• _AIM_: Make a verbatim copy of the entries below; pictures stay out.

[Records of labeled points]
+---+
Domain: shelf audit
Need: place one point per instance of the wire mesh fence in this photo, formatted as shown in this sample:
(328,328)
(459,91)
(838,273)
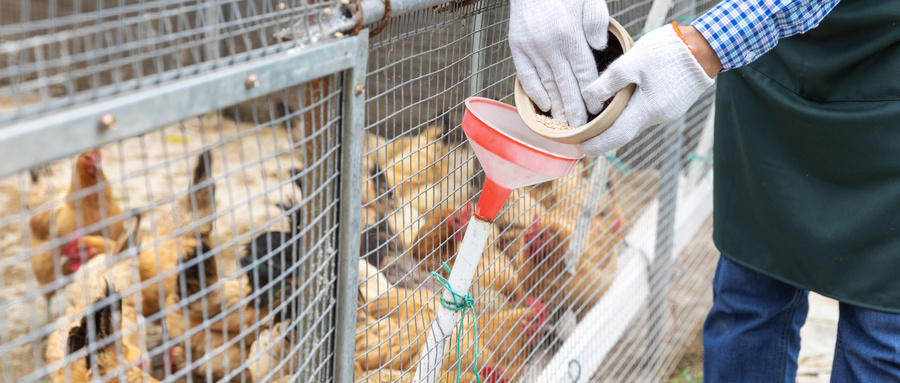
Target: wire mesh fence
(212,248)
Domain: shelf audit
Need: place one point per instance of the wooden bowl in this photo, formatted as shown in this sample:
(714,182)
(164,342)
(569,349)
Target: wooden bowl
(619,43)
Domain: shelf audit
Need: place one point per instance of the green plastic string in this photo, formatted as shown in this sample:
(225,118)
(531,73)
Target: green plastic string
(460,302)
(618,164)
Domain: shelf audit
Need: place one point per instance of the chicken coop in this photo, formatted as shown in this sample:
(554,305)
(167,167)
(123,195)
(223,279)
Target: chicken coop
(269,190)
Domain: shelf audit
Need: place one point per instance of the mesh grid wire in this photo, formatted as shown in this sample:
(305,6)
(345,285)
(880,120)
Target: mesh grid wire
(420,184)
(235,291)
(199,251)
(57,53)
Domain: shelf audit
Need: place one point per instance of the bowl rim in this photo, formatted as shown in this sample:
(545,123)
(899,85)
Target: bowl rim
(574,136)
(519,142)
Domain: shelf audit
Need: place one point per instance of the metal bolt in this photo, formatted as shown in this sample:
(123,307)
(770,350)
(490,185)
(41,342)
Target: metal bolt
(107,122)
(252,81)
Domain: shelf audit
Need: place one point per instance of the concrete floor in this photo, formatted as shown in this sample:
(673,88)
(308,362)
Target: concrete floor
(818,336)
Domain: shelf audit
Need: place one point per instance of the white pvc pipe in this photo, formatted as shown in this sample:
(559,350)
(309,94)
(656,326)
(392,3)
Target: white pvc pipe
(445,320)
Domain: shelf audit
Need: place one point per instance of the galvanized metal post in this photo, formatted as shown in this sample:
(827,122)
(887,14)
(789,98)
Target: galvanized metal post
(476,81)
(350,202)
(660,268)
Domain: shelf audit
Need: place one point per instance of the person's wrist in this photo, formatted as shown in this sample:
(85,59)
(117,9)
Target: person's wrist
(702,51)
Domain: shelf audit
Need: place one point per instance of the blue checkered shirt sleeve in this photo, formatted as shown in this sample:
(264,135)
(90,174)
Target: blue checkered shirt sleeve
(742,30)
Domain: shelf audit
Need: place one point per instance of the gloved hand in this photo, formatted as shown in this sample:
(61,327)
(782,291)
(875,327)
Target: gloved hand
(551,43)
(669,80)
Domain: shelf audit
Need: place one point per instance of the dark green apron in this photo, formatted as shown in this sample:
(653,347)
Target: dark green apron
(807,158)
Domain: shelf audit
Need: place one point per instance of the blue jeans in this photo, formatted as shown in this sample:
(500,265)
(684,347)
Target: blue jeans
(752,333)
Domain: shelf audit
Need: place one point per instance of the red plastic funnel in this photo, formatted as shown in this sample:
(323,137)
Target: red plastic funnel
(511,154)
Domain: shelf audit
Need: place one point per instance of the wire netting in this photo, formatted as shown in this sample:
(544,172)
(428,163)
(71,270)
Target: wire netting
(200,251)
(58,53)
(592,257)
(208,250)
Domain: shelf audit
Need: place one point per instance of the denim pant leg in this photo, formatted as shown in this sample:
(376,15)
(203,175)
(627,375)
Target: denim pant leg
(868,346)
(752,332)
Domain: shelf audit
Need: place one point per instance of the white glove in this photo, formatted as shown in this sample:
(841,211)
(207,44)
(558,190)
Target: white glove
(551,43)
(669,80)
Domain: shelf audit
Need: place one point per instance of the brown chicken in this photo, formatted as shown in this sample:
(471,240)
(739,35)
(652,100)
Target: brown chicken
(203,294)
(411,161)
(214,343)
(391,330)
(156,264)
(271,348)
(88,202)
(73,338)
(542,247)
+---+
• _FINISHED EXERCISE_:
Domain: shelf audit
Need: place one point per instance of the wire mesh fence in this photo, formatted as shown in this sample:
(328,328)
(459,91)
(838,273)
Target: wire mesh fence
(212,248)
Domain: shelf audit
Need: place one point per instance of the wooden bowl in this photo, formatted as shown in this sample:
(714,182)
(164,342)
(569,349)
Target: wooden bowl
(619,43)
Domain: shelf audit
Need: place one point per instance of the green plastic string in this photo, formatted as shown in this sample:
(225,118)
(531,73)
Target: green plastic string
(460,302)
(618,164)
Domain: shelf audit
Need: place one point per instance of the chicken coop in this photo, formatted as shown in this sample:
(554,305)
(167,167)
(123,195)
(223,279)
Target: chicken coop
(269,190)
Domain: shelf audit
Need: place one point per instance of the mesh grid wire in this photo, formatted as shown in this sample:
(305,6)
(345,285)
(880,120)
Target: mesh grid wire
(420,184)
(235,291)
(199,251)
(57,53)
Domain: shelf audit
Need: place one point per instance of the bowl rim in this photo, formatted as shown in this sample:
(545,123)
(899,85)
Target: bowl rim
(574,136)
(519,142)
Domain: shelf audit
Need: place one point per instance of the metal bolt in this photo, formatted as shown in this sample:
(123,307)
(770,350)
(490,185)
(41,342)
Target: metal bolt
(107,122)
(252,81)
Domain: shelf audit
Need: place one point per instance of the concrete floor in this photo, formatted as shown in this sample:
(673,88)
(308,362)
Target: concrete floor
(818,336)
Domain: shelf audit
Need: place one point per instance of the white pvc pipe in this photo, formatted as shown in this sample:
(559,350)
(309,94)
(656,326)
(392,3)
Target: white pvc pipe
(445,320)
Domain: shelf audit
Need: place one point per instance of the galvanized metal post in this photo, formatted as shown in this sample:
(827,122)
(887,14)
(789,98)
Target: galvanized metal post
(476,81)
(350,202)
(660,268)
Domain: shelf audit
Need: place one point per instance of the person's wrist in this photo, formatted as shown in this sample:
(85,59)
(117,9)
Target: person's wrist
(702,51)
Domain: shelf audit
Need: place one point per instance of the blue checkered shirt sleeve in this photo, formatted as shown in this sample:
(264,135)
(90,174)
Target: blue checkered shirt sleeve
(742,30)
Domain: shelf audit
Need: place one point per instance of the gloved hand in this photo, formatted as shown in this sample:
(61,327)
(782,291)
(875,327)
Target: gloved hand
(551,43)
(669,80)
Domain: shelf audit
Need: place one point per instance of the dark green apron in this photo, formatted as shown in this sample:
(653,347)
Target: dark green apron
(807,158)
Domain: shelf audit
Need: place one point per instance of the blue jeans in this photo, formatted as shown in this sample:
(500,265)
(684,347)
Target: blue jeans
(752,333)
Domain: shelf audit
Need: place one point per instance of the red plastic funnel in this photo, formatted as shown in this sample:
(323,137)
Target: red plastic funnel
(511,154)
Domain: shelf audit
Need: place one point per instance of the wire netting in this photo, formatted as shown in this sample:
(544,172)
(428,163)
(71,270)
Target: wire netting
(200,251)
(58,53)
(592,257)
(208,250)
Domain: shelf audit
Need: place one point per instance of the denim pant leg in this photo, formatted as shown in this sample:
(376,15)
(203,175)
(627,375)
Target: denim pant leg
(868,346)
(752,332)
Domain: shelf audit
Need: place one point per instance of the white glove in this photo, formatted as shown in this sample:
(841,211)
(207,44)
(558,190)
Target: white glove
(551,43)
(669,80)
Domain: shelf audit
Need: place one point per instance of the brown chicken in this photo, formatted as shown in this sample:
(471,240)
(739,35)
(652,100)
Target: brown chicken
(203,294)
(411,161)
(214,343)
(391,330)
(156,264)
(271,348)
(88,202)
(73,338)
(542,247)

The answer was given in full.